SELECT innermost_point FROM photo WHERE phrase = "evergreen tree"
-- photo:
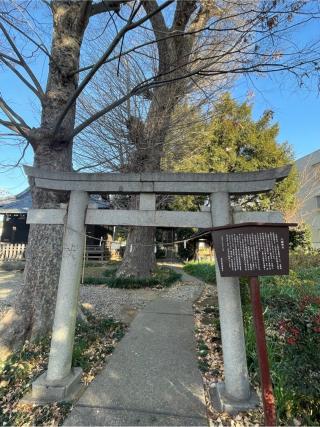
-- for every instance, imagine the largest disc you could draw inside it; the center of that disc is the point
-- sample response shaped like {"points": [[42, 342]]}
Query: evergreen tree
{"points": [[232, 141]]}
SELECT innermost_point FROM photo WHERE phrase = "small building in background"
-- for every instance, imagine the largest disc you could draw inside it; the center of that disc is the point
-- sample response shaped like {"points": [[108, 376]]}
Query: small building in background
{"points": [[308, 209], [13, 215], [14, 228]]}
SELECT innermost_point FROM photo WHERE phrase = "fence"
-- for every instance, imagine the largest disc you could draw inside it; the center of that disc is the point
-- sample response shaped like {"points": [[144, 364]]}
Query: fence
{"points": [[11, 251]]}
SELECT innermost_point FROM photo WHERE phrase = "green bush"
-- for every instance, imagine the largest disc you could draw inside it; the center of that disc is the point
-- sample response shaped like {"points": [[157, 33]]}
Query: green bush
{"points": [[292, 321], [203, 270], [300, 238]]}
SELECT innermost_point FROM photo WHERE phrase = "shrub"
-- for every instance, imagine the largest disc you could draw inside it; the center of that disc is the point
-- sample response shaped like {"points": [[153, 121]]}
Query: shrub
{"points": [[292, 320]]}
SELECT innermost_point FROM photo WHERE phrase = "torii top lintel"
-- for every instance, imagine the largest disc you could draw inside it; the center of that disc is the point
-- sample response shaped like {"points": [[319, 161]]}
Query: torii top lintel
{"points": [[159, 182]]}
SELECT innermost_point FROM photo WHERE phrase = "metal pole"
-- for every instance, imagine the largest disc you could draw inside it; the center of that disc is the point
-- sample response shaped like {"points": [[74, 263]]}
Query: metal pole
{"points": [[270, 417]]}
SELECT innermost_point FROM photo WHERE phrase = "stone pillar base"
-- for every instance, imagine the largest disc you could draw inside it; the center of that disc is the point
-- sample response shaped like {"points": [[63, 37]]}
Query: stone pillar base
{"points": [[44, 391], [223, 402]]}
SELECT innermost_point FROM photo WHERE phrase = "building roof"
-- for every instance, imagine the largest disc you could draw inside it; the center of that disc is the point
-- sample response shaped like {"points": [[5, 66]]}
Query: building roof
{"points": [[22, 202], [17, 204], [310, 159]]}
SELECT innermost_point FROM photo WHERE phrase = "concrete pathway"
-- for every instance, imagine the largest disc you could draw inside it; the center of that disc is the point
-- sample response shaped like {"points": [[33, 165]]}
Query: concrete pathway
{"points": [[152, 378]]}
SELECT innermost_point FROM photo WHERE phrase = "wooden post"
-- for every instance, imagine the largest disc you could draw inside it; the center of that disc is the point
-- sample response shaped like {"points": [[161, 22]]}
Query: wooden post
{"points": [[269, 407]]}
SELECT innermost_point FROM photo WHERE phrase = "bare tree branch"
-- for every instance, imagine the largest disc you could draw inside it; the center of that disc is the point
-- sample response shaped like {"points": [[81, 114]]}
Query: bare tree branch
{"points": [[27, 36], [21, 77], [23, 63], [106, 6], [12, 115], [15, 127], [129, 26], [9, 58]]}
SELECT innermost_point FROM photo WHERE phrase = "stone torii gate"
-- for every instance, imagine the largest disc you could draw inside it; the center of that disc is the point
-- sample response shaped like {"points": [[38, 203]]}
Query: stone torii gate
{"points": [[61, 381]]}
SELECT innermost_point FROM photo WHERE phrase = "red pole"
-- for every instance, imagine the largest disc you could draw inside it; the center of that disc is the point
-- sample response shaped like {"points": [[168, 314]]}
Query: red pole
{"points": [[267, 392]]}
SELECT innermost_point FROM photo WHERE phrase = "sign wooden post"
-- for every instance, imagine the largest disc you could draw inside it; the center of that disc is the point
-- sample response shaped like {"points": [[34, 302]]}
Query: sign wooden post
{"points": [[269, 406], [252, 250], [61, 380]]}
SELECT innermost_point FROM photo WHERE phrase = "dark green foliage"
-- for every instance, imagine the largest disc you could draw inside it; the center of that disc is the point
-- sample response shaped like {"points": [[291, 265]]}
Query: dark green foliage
{"points": [[300, 238], [202, 269], [292, 319], [233, 142]]}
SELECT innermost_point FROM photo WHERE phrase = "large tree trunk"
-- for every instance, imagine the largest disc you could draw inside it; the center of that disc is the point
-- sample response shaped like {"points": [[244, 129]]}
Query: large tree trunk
{"points": [[149, 136], [31, 316], [139, 259]]}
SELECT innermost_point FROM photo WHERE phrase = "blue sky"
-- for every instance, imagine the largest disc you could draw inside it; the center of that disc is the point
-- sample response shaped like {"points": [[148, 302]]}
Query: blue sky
{"points": [[297, 110]]}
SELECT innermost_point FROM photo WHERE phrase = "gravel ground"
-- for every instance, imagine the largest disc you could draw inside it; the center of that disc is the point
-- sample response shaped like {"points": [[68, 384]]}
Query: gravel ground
{"points": [[121, 304]]}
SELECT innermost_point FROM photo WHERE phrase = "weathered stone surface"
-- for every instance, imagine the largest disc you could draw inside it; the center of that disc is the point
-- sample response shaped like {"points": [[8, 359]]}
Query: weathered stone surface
{"points": [[267, 174], [55, 391], [68, 290], [152, 376], [162, 183], [222, 402], [126, 217], [230, 312]]}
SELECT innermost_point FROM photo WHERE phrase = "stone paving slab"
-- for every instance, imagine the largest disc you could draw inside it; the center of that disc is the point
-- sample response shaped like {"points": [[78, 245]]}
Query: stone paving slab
{"points": [[121, 417], [152, 377]]}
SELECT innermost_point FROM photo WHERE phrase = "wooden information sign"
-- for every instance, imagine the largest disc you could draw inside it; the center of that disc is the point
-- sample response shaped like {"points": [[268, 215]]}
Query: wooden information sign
{"points": [[252, 249], [255, 249]]}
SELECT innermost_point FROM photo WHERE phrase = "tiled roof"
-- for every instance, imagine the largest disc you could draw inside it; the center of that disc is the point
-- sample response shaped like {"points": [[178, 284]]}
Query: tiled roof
{"points": [[18, 204]]}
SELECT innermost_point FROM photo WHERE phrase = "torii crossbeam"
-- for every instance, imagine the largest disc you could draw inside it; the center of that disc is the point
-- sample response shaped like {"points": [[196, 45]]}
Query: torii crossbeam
{"points": [[61, 381]]}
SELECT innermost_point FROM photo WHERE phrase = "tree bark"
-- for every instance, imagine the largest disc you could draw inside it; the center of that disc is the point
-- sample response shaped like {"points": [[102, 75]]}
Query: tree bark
{"points": [[31, 316], [149, 137]]}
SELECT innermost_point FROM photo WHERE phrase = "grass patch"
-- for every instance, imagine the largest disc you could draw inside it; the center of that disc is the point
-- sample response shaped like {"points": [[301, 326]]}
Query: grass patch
{"points": [[203, 270], [292, 320], [162, 277], [93, 342]]}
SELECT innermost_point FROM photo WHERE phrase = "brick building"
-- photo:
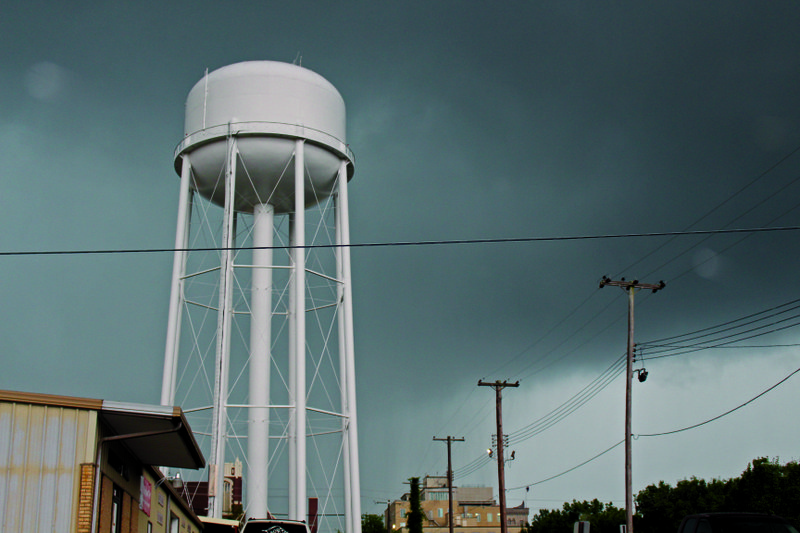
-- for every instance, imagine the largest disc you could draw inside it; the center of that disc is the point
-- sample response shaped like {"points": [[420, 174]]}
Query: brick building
{"points": [[77, 465], [474, 508]]}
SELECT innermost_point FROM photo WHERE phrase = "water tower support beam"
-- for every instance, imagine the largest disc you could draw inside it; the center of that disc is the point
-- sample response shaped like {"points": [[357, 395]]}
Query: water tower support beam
{"points": [[340, 294], [216, 470], [260, 360], [298, 497], [176, 290], [349, 379]]}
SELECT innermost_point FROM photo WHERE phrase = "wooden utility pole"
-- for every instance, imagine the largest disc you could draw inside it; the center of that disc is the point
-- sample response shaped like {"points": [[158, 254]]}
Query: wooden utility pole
{"points": [[498, 387], [630, 287], [449, 440]]}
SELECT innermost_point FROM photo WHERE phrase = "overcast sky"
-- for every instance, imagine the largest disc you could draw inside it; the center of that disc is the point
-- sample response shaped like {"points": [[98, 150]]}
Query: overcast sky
{"points": [[468, 120]]}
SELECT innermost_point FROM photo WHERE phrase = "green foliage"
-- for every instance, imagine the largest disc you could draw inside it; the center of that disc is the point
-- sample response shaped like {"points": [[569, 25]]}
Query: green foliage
{"points": [[414, 517], [764, 487], [603, 518], [372, 523]]}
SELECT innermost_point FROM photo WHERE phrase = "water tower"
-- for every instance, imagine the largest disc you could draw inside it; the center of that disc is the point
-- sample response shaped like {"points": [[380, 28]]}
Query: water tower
{"points": [[260, 331]]}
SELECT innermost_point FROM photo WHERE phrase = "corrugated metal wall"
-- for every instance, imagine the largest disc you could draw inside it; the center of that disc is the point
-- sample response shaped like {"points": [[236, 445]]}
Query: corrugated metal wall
{"points": [[41, 450]]}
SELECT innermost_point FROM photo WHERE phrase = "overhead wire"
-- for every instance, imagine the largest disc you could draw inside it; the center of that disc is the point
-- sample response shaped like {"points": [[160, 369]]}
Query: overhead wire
{"points": [[446, 242]]}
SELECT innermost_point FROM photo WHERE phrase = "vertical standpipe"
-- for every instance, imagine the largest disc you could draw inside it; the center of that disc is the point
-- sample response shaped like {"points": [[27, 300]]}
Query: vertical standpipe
{"points": [[267, 140], [260, 359]]}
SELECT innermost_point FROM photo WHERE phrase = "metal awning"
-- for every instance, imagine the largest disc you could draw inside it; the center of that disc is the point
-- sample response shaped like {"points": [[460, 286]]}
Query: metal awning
{"points": [[157, 435]]}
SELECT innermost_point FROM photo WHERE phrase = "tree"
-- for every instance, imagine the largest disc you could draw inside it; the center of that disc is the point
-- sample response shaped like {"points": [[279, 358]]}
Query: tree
{"points": [[603, 518], [414, 517], [372, 523]]}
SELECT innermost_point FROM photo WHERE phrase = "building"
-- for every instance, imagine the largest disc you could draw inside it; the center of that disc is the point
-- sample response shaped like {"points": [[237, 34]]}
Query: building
{"points": [[82, 465], [474, 510], [196, 492]]}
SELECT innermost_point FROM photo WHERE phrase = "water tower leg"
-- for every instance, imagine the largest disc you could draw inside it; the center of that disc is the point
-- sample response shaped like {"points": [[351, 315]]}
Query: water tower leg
{"points": [[340, 320], [216, 467], [260, 360], [350, 378], [297, 357], [176, 296]]}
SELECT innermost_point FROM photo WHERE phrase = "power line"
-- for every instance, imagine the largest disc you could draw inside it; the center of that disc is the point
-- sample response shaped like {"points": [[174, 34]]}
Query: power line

* [To be done]
How many lines in the items above contain the word "small"? Give only the number.

* [Output below]
2